Could you extend the blog post on the Transgender Day of Remembrance, picking up right after its final sentence?

» **Excerpted text**
····················
I’m feeling under the weather today, so this will be an abbreviated version of the post I had planned to write today.
Every year in November the LGBTQ community holds a space – memorials, events, tributes – for those who have been murdered because of our society’s transphobia. From the Transgender Day of Remembrance website:
The Transgender Day of Remembrance was set aside to memorialize those who were killed due to anti-transgender hatred or prejudice. The event is held in November to honor Rita Hester, whose murder on November 28th, 1998 kicked off the “Remembering Our Dead” web project and a San Francisco candlelight vigil in 1999. Rita Hester’s murder – like most anti-transgender murder cases – has yet to be solved.
Although not every person represented during the Day of Remembrance self-identified as transgender – that is, as a transsexual, crossdresser, or otherwise gender-variant – each was a victim of violence based on bias against transgender people.
I had planned to tease out some thoughts I have about misogyny being at the root cause of violence against trans, genderqueer, and gender-nonconforming folks. That is, people who upset the gender binary in their gender expression and presentation are especially threatening because they challenge the ways a “man” or a “woman” is supposed to dress/act/look/have sex, etc. Without these clear demarcations, how does male hegemony hold on to its power? I think this is what lies at the root of bullying of children who are perceived as gay. I had started to articulate some of these thoughts in the comments section of Jasbir Puar’s excellent critique of the It Gets Better Campaign, and I wanted to explore a bit further here, but my body defeats my brain today. I hope to pick this thread up again another time.
····················
» **Recorded information**
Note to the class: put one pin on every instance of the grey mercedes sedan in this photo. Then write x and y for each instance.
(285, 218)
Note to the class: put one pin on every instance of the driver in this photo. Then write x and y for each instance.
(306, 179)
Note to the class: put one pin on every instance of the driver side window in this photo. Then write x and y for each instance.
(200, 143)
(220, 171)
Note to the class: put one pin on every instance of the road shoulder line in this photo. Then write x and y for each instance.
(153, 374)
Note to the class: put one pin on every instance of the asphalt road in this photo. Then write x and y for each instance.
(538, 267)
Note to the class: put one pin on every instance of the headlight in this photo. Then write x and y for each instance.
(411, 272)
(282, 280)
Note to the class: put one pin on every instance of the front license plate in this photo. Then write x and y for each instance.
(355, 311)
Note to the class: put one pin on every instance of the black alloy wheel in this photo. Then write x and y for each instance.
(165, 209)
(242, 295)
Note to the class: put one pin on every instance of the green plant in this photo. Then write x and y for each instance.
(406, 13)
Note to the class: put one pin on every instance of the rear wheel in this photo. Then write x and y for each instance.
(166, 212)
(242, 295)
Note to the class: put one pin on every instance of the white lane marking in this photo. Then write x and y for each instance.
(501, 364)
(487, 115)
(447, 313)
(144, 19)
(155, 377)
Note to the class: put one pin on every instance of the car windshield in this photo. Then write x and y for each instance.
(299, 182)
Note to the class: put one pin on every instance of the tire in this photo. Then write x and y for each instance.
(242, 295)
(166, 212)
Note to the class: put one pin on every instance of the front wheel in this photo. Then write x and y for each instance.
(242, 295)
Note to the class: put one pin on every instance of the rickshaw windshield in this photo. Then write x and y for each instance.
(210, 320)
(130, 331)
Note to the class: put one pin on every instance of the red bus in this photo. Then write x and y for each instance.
····················
» **Response for this exercise**
For now, in honor of the Transgender Day of Remembrance, I wanted to share a video I love of Marsha P Johnston, a transgender activist and performer who died in 1992. Her death was ruled by the police as suicide, but many people think she was murdered.
I wrote a poem that included an excerpt from this performance, which Kate Bornstein and S. Bear Bergman kindly included in their anthology Gender Outlaws : The Next Generation. I recently finished reading it, and I really appreciated the range of voices, positions (!), and politics (not to mention a variety of genres, including some great graphic arts/comix pieces) that Bornstein and Bergman include. I think it’s a useful snapshot of where transgender/genderqueer/gender noncomforming folks and their allies are at right now.
Some highlights for me included
- Azadeh Arsanjani’s terse, powerful poem “Jihad” which ends with these fabulous lines “that on the glorious day when I come home / jihad / my bags will be full of meat and fruits / queer / we hunger together, and we will feast together.”
- cory schmanke parrish’s charming and hilarious story, “the secret life of my wiener”
- Mercedes Allen’s “Trans-ing Gender: The Surgical Option,” that is the best thing I’ve read so far that questions the assumption that transfolks need surgery to be legitimately trans (or legitimately a man or a woman if that’s how they identify)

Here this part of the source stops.